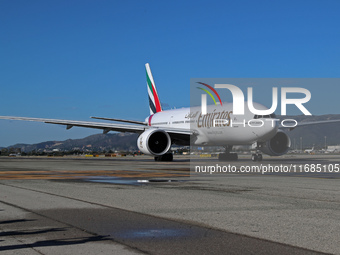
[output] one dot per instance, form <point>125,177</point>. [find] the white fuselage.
<point>219,127</point>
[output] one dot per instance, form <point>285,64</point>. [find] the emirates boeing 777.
<point>188,126</point>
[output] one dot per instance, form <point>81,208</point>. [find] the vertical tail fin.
<point>154,102</point>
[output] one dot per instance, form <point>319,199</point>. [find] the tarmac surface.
<point>134,205</point>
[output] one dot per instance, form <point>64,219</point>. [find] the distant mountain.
<point>99,142</point>
<point>309,135</point>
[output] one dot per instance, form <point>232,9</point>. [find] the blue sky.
<point>75,59</point>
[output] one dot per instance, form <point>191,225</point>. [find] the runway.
<point>134,205</point>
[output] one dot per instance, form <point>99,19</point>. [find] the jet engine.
<point>276,146</point>
<point>154,142</point>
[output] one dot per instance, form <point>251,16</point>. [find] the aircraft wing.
<point>106,127</point>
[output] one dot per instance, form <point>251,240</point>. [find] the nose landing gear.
<point>256,157</point>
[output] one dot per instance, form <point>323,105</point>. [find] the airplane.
<point>188,126</point>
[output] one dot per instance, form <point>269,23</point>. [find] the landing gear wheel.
<point>256,157</point>
<point>227,157</point>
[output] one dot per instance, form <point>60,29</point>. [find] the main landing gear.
<point>166,157</point>
<point>227,155</point>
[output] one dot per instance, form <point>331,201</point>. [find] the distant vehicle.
<point>163,128</point>
<point>309,151</point>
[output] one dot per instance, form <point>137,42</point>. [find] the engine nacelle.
<point>154,142</point>
<point>276,146</point>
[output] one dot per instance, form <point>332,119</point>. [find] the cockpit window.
<point>271,116</point>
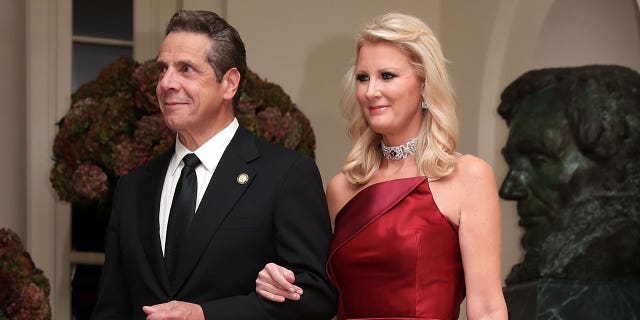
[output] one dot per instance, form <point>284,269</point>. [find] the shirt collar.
<point>209,153</point>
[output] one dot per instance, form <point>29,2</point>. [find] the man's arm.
<point>113,297</point>
<point>302,236</point>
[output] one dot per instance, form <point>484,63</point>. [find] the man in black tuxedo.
<point>254,201</point>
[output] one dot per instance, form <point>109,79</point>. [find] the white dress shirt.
<point>209,154</point>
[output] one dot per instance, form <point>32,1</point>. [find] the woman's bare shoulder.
<point>469,168</point>
<point>339,192</point>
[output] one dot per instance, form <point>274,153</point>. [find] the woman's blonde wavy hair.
<point>438,134</point>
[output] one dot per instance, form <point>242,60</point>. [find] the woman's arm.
<point>480,236</point>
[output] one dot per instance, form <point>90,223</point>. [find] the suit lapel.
<point>148,208</point>
<point>225,188</point>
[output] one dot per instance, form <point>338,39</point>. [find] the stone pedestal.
<point>573,299</point>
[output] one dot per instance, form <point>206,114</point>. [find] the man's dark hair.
<point>227,50</point>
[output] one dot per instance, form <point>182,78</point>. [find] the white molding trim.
<point>48,33</point>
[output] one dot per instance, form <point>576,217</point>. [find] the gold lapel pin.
<point>242,178</point>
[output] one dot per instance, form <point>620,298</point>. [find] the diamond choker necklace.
<point>399,152</point>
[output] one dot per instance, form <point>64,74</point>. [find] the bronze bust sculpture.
<point>574,169</point>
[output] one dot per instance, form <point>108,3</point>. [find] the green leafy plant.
<point>114,125</point>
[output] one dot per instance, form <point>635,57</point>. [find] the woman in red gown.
<point>416,225</point>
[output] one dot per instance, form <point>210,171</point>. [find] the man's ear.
<point>230,82</point>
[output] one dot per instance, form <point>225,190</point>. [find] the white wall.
<point>580,32</point>
<point>13,117</point>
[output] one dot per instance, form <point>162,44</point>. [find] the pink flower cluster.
<point>114,125</point>
<point>24,290</point>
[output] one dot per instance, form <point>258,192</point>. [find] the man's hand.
<point>174,310</point>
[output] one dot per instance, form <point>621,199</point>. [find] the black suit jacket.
<point>279,215</point>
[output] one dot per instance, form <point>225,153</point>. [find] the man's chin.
<point>534,231</point>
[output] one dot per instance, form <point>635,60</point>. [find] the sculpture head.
<point>574,139</point>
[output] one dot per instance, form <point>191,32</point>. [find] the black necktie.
<point>183,208</point>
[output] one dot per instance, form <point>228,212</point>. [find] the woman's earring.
<point>423,104</point>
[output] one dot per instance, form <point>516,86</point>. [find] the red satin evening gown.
<point>395,256</point>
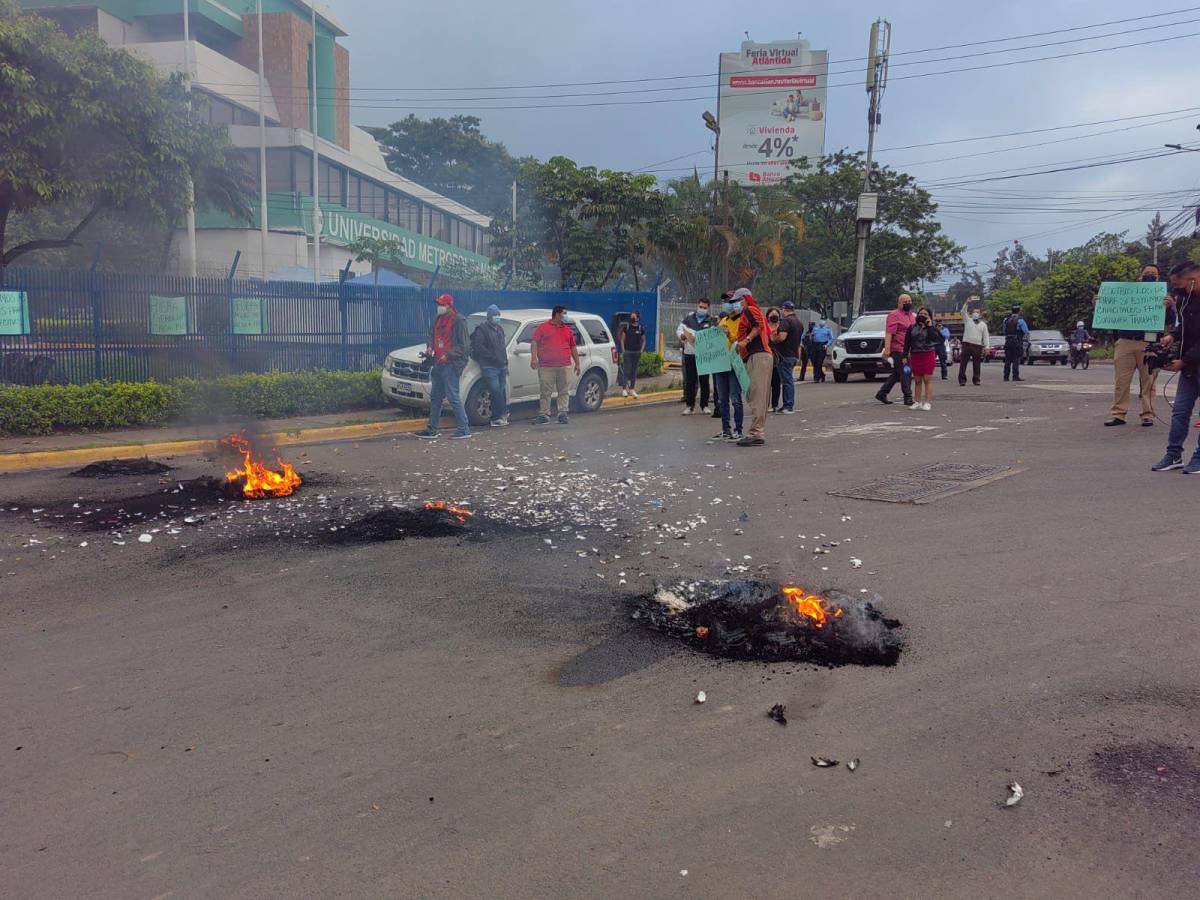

———

** WHAT YOU HAVE TO DO **
Rewrite the listing above with every "one dot per instance" changed to "a single dot for each instance" and nothing else altered. Leave the pictures out.

** EXERCISE SOLUTION **
[output] a single dot for each instance, form <point>125,177</point>. [find] the white fuselage.
<point>219,127</point>
[output] a single dot for each instance, form <point>285,64</point>. [find] the emirates boeing 777.
<point>188,126</point>
[output] a single dot for each instance, form <point>81,208</point>. [find] the vertical tail fin.
<point>154,102</point>
[output] a single dot for each instance, form <point>319,199</point>. [find] the tarmac surface.
<point>134,205</point>
[output] a single dot for each instance, form <point>64,219</point>. [find] the distant mountain.
<point>99,142</point>
<point>309,135</point>
[output] a single dot for each instance, form <point>232,9</point>. [find] the blue sky.
<point>75,59</point>
[output] a single dot for each instance, form <point>191,225</point>. [find] the runway.
<point>134,205</point>
[output] a single dot for each instance, form <point>99,19</point>. [find] the jet engine.
<point>276,146</point>
<point>154,142</point>
[output] a single dot for each instance, form <point>251,16</point>. [find] the aircraft wing.
<point>106,127</point>
[output] a single dot for each instance, form <point>251,240</point>. [find] the nose landing gear.
<point>256,157</point>
[output] a single dot for each instance, form <point>323,105</point>. [find] the airplane.
<point>188,126</point>
[output] a single dot for each instance, form <point>269,23</point>. [find] the landing gear wheel.
<point>256,157</point>
<point>227,157</point>
[output] a single dot for each instance, form <point>60,29</point>. [find] the main landing gear.
<point>166,157</point>
<point>227,155</point>
[output] a single dot for each instance, form <point>331,201</point>. [find] the distant vehicle.
<point>163,128</point>
<point>309,151</point>
[output] a single dot for each instance, form <point>137,42</point>. [find] the engine nacelle.
<point>154,142</point>
<point>276,146</point>
[output] a single dot for each instance, form <point>332,119</point>. [find] the cockpit window.
<point>271,116</point>
[output] a single dot for each instance, form <point>284,269</point>. [find] the shirt collar.
<point>209,153</point>
[output] a single dot for each instance, form <point>29,2</point>. [find] the man's arm.
<point>113,297</point>
<point>302,236</point>
[output] a single dot for each instance, form <point>484,63</point>. [find] the man in black tuxedo.
<point>254,201</point>
[output] a single dot for each instance, form <point>109,79</point>. [find] the white dress shirt.
<point>209,154</point>
[output] a single dot for each instance, form <point>32,1</point>. [find] the woman's bare shoulder.
<point>469,168</point>
<point>339,192</point>
[output] a single dot for each instance, form <point>274,153</point>. [find] the woman's blonde wavy hair.
<point>438,134</point>
[output] a single dot for each instance, form <point>242,60</point>. [find] the woman's arm.
<point>480,236</point>
[output] a single dot for each instance, form <point>90,223</point>. [find] the suit lapel.
<point>148,208</point>
<point>225,188</point>
[output] a single dot for each instance, form <point>338,39</point>. [find] the stone pedestal.
<point>573,299</point>
[output] a single dot for each instance, form <point>206,114</point>. [find] the man's dark hair.
<point>227,50</point>
[output] a single dot for each instance, form <point>182,78</point>. [find] the white molding trim.
<point>48,33</point>
[output] a single dot for each instance, form <point>576,217</point>. [find] the gold lapel pin.
<point>242,178</point>
[output] a single dot for each instance, form <point>620,298</point>. [find] the diamond choker necklace.
<point>399,152</point>
[output] a single dot for each instance, form <point>64,74</point>. [find] the bronze bust sculpture.
<point>574,169</point>
[output] a single dot for each instance, form <point>108,3</point>. [find] the green leafy plant.
<point>114,125</point>
[output] a single dot for each instance, form <point>635,57</point>. [find] the woman in red gown.
<point>416,225</point>
[output] a single dot for each instance, form <point>210,171</point>. [find] the man's ear.
<point>230,82</point>
[output] a single dot for each instance, form <point>225,190</point>. [find] the white wall.
<point>580,32</point>
<point>13,117</point>
[output] a single dot for each instance, form <point>162,44</point>. [find] the pink flower cluster.
<point>114,125</point>
<point>24,290</point>
[output] a single dot for each instance, form <point>258,192</point>. [find] the man's hand.
<point>174,310</point>
[output] a single dot for each instance, form <point>621,199</point>. [find] the black suit jacket.
<point>279,215</point>
[output] a single dot for each instance, form <point>225,153</point>. [find] the man's chin.
<point>534,231</point>
[output] a single dot for each instance, form <point>635,60</point>. [find] the sculpture head.
<point>574,139</point>
[output] a single dot for each instance, form <point>191,32</point>. [find] the black necktie.
<point>183,208</point>
[output] a single dot for each instance, form <point>228,212</point>. [find] the woman's earring.
<point>423,104</point>
[output] a single dot for each instance, form <point>516,86</point>. [find] the red satin evening gown.
<point>395,256</point>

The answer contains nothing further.